**Entries**
....

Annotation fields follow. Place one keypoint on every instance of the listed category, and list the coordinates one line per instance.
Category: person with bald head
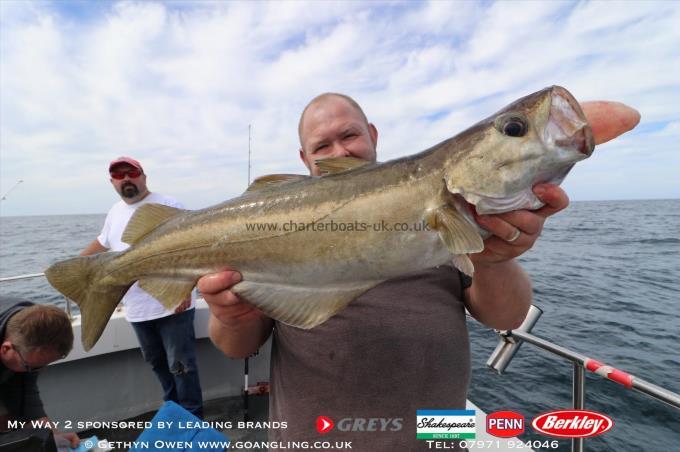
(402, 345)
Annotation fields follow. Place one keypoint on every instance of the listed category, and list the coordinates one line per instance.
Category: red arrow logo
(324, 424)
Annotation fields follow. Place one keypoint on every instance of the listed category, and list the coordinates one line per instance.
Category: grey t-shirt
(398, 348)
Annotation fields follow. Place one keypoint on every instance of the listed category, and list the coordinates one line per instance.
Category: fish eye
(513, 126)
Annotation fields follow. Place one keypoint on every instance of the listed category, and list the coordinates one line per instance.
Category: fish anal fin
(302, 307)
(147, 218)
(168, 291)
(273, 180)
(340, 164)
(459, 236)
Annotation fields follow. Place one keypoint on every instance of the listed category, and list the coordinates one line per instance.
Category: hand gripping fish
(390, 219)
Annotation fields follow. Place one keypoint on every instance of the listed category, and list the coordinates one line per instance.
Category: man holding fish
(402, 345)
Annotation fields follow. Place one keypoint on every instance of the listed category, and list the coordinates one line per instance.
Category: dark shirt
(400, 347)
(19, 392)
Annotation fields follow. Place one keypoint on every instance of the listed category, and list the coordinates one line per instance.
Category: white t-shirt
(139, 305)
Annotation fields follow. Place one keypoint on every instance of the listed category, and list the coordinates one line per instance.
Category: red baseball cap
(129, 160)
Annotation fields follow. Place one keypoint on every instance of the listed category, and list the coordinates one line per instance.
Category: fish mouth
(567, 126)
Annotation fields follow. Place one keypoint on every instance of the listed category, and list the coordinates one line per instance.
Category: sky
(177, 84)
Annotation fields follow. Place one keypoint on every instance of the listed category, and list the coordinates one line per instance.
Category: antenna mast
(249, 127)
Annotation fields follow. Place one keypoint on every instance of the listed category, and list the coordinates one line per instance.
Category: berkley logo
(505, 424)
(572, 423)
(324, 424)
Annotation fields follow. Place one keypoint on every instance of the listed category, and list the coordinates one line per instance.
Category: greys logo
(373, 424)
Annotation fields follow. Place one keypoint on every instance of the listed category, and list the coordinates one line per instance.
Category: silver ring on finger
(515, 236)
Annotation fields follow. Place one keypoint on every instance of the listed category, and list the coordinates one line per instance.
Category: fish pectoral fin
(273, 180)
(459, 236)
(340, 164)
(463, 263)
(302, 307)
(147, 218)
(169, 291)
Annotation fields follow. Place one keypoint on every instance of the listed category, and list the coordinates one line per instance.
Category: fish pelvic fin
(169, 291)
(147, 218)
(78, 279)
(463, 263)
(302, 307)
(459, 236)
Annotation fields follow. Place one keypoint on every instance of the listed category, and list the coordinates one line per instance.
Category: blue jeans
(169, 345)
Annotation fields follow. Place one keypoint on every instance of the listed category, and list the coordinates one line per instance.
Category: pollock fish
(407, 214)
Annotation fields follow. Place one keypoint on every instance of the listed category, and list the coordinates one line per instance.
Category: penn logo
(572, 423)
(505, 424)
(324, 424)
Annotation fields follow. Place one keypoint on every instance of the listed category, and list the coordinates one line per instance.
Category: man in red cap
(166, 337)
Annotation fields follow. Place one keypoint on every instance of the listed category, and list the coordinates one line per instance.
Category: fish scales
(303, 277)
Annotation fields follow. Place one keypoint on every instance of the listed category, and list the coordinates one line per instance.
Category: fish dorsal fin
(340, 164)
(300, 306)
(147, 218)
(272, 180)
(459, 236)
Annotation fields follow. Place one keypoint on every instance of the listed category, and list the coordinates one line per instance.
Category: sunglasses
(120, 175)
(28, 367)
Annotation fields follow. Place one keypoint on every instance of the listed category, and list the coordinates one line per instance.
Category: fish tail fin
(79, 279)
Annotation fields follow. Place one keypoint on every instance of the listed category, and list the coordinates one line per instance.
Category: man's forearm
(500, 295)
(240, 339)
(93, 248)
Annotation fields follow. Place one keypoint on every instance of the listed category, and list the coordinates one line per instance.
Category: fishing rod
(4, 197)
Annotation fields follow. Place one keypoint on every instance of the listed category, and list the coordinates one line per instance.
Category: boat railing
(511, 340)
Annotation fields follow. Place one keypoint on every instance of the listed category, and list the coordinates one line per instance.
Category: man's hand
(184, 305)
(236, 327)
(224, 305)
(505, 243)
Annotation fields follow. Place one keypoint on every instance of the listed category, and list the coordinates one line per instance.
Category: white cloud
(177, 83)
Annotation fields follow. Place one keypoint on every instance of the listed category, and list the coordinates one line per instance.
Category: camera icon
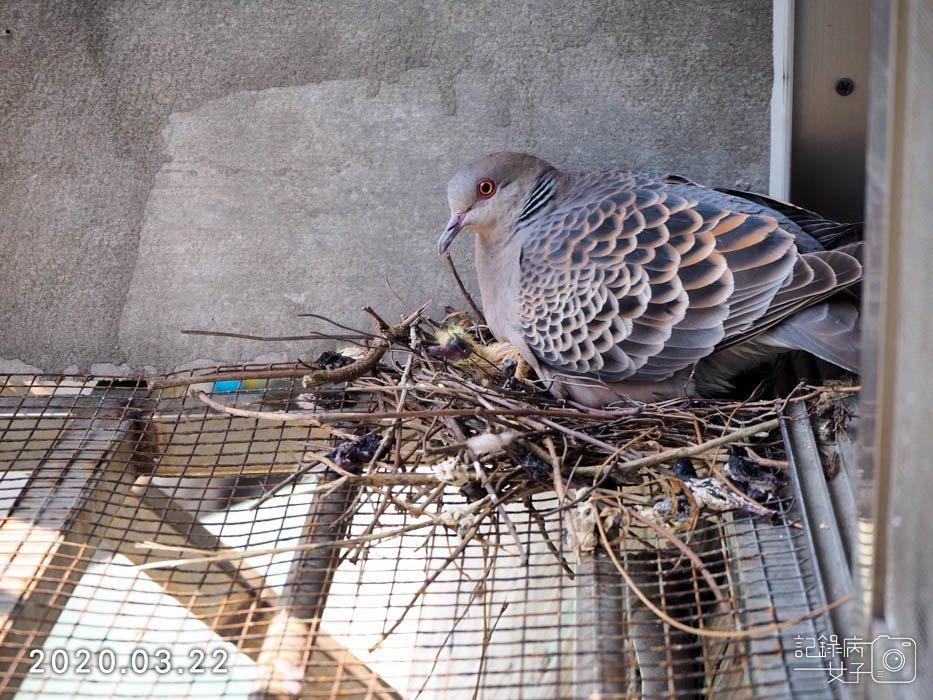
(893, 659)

....

Would you mind returning each entry above word for word, skipping the images?

**Response for this exercise**
Annotation fields follow. Place one keypoint on every instance of the listed category, and list the coordinates one line per instance.
Category: person with bald head
(402, 345)
Annotation fields follow. Place one keypoint on every instance of the listed category, and list the coordinates one line per instance.
Category: red arrow logo
(324, 424)
Annotation fields follow. Place one keypoint on every instance of the listed category, and list the coordinates one line per instance.
Category: grey t-shirt
(398, 348)
Annotation fields follow. Place one keypoint on every instance of the listed category, and list the coordinates one line per instance.
Category: fish eye
(513, 126)
Annotation fields follow. Place one keypoint on every instance of the listed category, and list the coordinates one line per instance.
Category: fish anal fin
(302, 307)
(147, 218)
(168, 291)
(273, 180)
(340, 164)
(459, 236)
Annotation fields follow. Place one keypoint on every instance of the listed category, and list the coordinates one line per instance.
Category: hand gripping fish
(390, 219)
Annotation fields follow. Place one keypoint on every instance of the listed category, and list the coordinates one line per instance.
Category: man holding fish
(402, 345)
Annotation fields follow. Place one keypoint on every instance of the listed category, and list the coordinates one line per instance.
Category: dark shirt
(400, 347)
(19, 392)
Annotation fields follow. Place one keypoint on every instance of the listed category, and list the coordinates one line per instance.
Category: white t-shirt
(139, 305)
Annotation fields follow. Place one keypoint on every instance of the listed category, and list the coordinates one line per instance.
Category: red baseball cap
(129, 160)
Annotation fields follow. Place one keypoint on every instance of the listed category, and list the coordinates one line per instance.
Category: fish mouth
(567, 126)
Annotation fields follow. Place one keypoint on every instance of the listed category, and list the coordinates one line per instance.
Category: sky
(177, 84)
Annotation fields follow. Place one keypoint on every instance of the listed category, and list the coordinates one line per instance.
Category: antenna mast
(249, 127)
Annotation fields follow. Place one keypoint on every instance of the listed category, and list the coordinates one line per instance.
Category: berkley logo
(505, 424)
(572, 423)
(324, 424)
Annotation fields follow. Place one keypoint on every instance of the listed category, and list the coordinates one line per instance.
Category: greys logo
(373, 424)
Annotation fields follow. Place one keypoint on every instance of the listed category, and list the coordinates one line per instance.
Category: silver ring on finger
(515, 236)
Annotation fields follow. Place one keypoint on every instance of the listed category, and list the coordinates one line per instance.
Category: fish pectoral fin
(273, 180)
(459, 236)
(340, 164)
(463, 263)
(302, 307)
(147, 218)
(169, 291)
Annotation fields follow. Place one keypoint on every instance of the listed category, and list the coordinates one line per instance.
Category: fish pelvic fin
(169, 291)
(147, 218)
(78, 279)
(463, 263)
(302, 307)
(459, 236)
Annotation fields follow. Place one keypoint on every instance of the listed category, and list the coordinates one line per instance.
Category: blue jeans
(169, 345)
Annotation fields follow. Place one keypoint on every instance of the listed category, and list the coordinates one line per instance.
Category: pollock fish
(407, 214)
Annotation fields follow. Place one keypoint on every instance of the listed category, and list the coordinates one line per instance.
Category: penn logo
(572, 423)
(505, 424)
(324, 424)
Annotation fields follow. Place one keypoint on every instance of the listed category, and list the coordinates one line per instance.
Category: man in red cap
(166, 337)
Annotation fields follow. Place one keypoint on every instance of the listed category, and list the coordinates one line per instance.
Category: fish scales
(303, 277)
Annotation fields follow. Place one keypoint on every instance of the listed category, and list the coordinates one line per instance.
Category: fish dorsal fin
(340, 164)
(300, 306)
(147, 218)
(272, 180)
(459, 236)
Annotation fields follow. Place one keypoint on every instance of the listed category, and list the coordinates one line per instance.
Category: sunglasses
(120, 175)
(28, 367)
Annotation fields follow. Place one keypoint on every instance of the listed category, and list the coordinates one line per instance.
Category: fish tail fin
(79, 279)
Annotation fields follow. Place one keypoint on every instance of the listed category, and list the coordinates one line per instance.
Category: man's forearm
(500, 295)
(240, 339)
(93, 248)
Annotation fields follow. Place one keypoint on every instance of the listed category, and list the coordinates one line per instance.
Category: fishing rod
(4, 197)
Annotation fields follow. Place one keypoint on every instance of the listed category, and list the coordinates one line per instance.
Category: boat railing
(511, 340)
Annotation fields follow. Place one keypoint on every instance of the listed category, and list the coordinates one line per instance.
Category: man's hand
(184, 305)
(236, 327)
(224, 305)
(505, 243)
Annotation fields follow. Place one keypoint on every instance of the listed category, and list the coordinates one line per instance.
Category: white cloud
(177, 83)
Annotation fields follow. Place one keypoint on every instance of the listed category, and list the coordinates one line per instance.
Category: camera icon
(893, 659)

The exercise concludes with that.